__Kutipan Dokumen__.
────────
Untuk pengembangan data center di Indonesia ada di wilayah mana saja?

Di Indonesia sendiri kami lokasinya ada di Pulau Jawa dan Pulau Sumatera, yang Pulau Jawa kami ada dua data center, satu di Bintaro, satu di Cibitung. Kota berikutnya adalah Bandung dan Surabaya. Sumatera kami ada di Pekanbaru. Saya bilang tadi 5 plus 1, satunya itu ada di lokasi yang sama yaitu Cibitung, data centre kami itu yang kami sedang dalam proses pembangunan. Kami rencanakan di 2023 ini sudah bisa beroperasi. Dan kapasitas yang kami sediakan di data center kami yang baru dengan teknologi yang lebih advance lagi yaitu 22 MW. Memang betul banyak dari customer kami yang kapasitasnya belum sampai 1 MW dan enterprise di seluruh dunia juga kapasitasnya di bawah 1 MW. Namun untuk pasar dunia yang bermain di cloud di mana mereka membutuhkan data center sudah memiliki kapasitas 1 MW bahkan lebih dari 1 MW.

Apakah PDG melihat Indonesia memiliki potensi besar untuk pengembangan data center?
────────
(Data segmentasi wilayah)
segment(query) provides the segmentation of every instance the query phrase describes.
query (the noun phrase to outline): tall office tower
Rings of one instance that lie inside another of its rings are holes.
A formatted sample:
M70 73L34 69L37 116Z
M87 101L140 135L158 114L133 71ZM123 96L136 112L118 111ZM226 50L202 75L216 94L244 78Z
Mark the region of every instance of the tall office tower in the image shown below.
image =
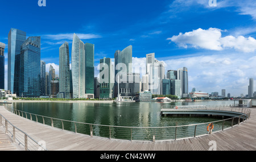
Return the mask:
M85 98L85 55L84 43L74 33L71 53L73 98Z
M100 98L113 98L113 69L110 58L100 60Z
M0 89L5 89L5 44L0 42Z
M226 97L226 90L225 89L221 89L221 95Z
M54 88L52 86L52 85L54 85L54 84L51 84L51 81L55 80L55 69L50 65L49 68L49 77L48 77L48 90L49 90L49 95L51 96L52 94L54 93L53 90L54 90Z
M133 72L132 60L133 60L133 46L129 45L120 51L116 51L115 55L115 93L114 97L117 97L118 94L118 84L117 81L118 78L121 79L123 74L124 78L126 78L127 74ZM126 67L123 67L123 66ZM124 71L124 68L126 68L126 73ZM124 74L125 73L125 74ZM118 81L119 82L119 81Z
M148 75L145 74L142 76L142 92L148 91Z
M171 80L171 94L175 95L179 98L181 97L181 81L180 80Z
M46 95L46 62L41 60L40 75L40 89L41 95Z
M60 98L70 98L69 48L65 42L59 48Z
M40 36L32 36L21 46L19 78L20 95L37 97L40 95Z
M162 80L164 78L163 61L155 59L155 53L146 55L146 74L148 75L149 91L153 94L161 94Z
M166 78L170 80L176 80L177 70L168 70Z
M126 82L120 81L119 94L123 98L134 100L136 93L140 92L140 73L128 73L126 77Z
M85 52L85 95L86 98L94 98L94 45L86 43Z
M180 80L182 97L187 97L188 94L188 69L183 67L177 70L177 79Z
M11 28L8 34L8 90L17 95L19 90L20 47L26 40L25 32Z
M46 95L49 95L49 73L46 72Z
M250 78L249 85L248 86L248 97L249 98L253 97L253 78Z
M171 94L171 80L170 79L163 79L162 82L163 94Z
────────
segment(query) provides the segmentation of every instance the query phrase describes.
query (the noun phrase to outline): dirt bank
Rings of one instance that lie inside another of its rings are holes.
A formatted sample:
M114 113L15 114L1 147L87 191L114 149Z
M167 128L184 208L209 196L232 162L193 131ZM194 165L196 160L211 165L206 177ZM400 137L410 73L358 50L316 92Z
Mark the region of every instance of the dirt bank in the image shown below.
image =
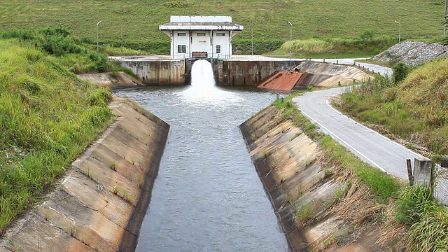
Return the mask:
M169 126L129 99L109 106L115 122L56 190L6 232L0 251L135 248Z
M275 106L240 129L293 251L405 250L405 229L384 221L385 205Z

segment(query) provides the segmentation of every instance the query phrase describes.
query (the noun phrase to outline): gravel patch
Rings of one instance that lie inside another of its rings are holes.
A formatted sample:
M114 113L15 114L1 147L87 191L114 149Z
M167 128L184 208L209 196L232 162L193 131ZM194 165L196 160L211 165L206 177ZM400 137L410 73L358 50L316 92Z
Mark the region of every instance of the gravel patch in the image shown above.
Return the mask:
────────
__Tugas Tertulis__.
1 - Cetak bagian kutipan dokumen tentang data center, mulai dari "Untuk pengembangan data center di" dan berlanjut sampai "lebih dari 1 MW.".
2 - Terjemahkan kalimat "Kota berikutnya adalah Bandung dan Surabaya." dari kutipan dokumen tentang data center ke dalam bahasa Inggris.
Gunakan hanya kutipan dokumen sebagai sumber jawaban.

__Jawaban per Tugas__.
1 -
Untuk pengembangan data center di Indonesia ada di wilayah mana saja?

Di Indonesia sendiri kami lokasinya ada di Pulau Jawa dan Pulau Sumatera, yang Pulau Jawa kami ada dua data center, satu di Bintaro, satu di Cibitung. Kota berikutnya adalah Bandung dan Surabaya. Sumatera kami ada di Pekanbaru. Saya bilang tadi 5 plus 1, satunya itu ada di lokasi yang sama yaitu Cibitung, data centre kami itu yang kami sedang dalam proses pembangunan. Kami rencanakan di 2023 ini sudah bisa beroperasi. Dan kapasitas yang kami sediakan di data center kami yang baru dengan teknologi yang lebih advance lagi yaitu 22 MW. Memang betul banyak dari customer kami yang kapasitasnya belum sampai 1 MW dan enterprise di seluruh dunia juga kapasitasnya di bawah 1 MW. Namun untuk pasar dunia yang bermain di cloud di mana mereka membutuhkan data center sudah memiliki kapasitas 1 MW bahkan lebih dari 1 MW.

2 - The next cities are Bandung and Surabaya.